* [Problem] The word to look for is "reflection". Report every line of the entries below that has it.

--------------------

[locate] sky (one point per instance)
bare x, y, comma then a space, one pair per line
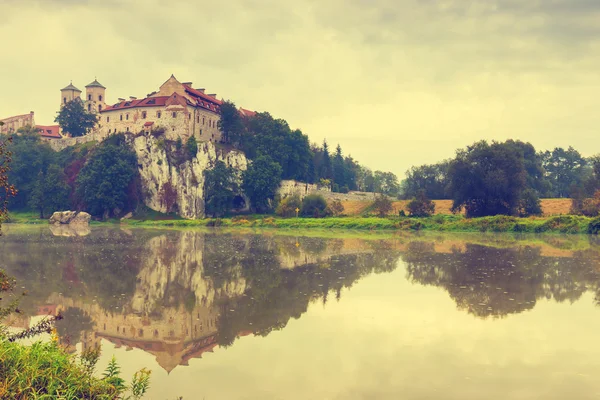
396, 83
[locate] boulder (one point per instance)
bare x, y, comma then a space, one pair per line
70, 218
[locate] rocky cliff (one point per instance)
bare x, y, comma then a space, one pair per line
173, 183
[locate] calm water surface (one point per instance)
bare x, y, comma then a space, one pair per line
232, 315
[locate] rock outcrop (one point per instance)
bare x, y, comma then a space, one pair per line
170, 185
70, 218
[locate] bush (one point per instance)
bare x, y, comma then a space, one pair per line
336, 207
382, 205
530, 204
594, 226
421, 206
287, 207
192, 146
315, 206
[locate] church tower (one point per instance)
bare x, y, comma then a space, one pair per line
68, 94
95, 100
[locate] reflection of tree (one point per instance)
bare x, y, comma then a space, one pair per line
488, 281
74, 322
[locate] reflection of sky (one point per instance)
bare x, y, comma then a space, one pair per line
388, 339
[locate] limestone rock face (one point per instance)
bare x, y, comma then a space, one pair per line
185, 180
70, 218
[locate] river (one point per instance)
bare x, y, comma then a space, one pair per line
219, 314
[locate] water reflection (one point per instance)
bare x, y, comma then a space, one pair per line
178, 294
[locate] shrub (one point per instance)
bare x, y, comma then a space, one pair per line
336, 207
382, 205
314, 206
421, 206
287, 207
192, 146
529, 204
594, 226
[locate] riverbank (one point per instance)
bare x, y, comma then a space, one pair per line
570, 224
442, 223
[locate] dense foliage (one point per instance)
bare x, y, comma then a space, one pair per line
74, 119
220, 187
260, 182
105, 181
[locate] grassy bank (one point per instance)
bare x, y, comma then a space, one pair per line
442, 223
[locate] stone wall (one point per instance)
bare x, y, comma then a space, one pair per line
11, 124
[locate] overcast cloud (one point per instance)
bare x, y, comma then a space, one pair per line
395, 82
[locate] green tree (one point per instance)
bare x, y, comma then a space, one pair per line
50, 191
314, 206
260, 182
220, 186
104, 180
421, 206
191, 146
432, 179
287, 207
386, 183
382, 205
487, 179
74, 119
565, 169
231, 123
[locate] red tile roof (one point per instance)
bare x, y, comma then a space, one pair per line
247, 113
50, 131
147, 102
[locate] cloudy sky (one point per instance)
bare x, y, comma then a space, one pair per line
395, 82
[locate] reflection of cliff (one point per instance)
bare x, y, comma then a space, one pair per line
177, 294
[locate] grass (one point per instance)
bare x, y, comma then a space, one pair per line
44, 370
442, 223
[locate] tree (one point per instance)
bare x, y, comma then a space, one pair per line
260, 182
50, 191
6, 189
336, 207
386, 183
105, 178
220, 186
288, 206
74, 119
421, 206
487, 179
382, 205
191, 146
432, 179
564, 169
314, 206
231, 123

--------------------

* [Answer for the task]
[locate] reflection of tree (one point per instance)
[locate] reflection of sky (one point per instance)
[locate] water reflection (one point per instance)
[locate] reflection of cliff (one point per instance)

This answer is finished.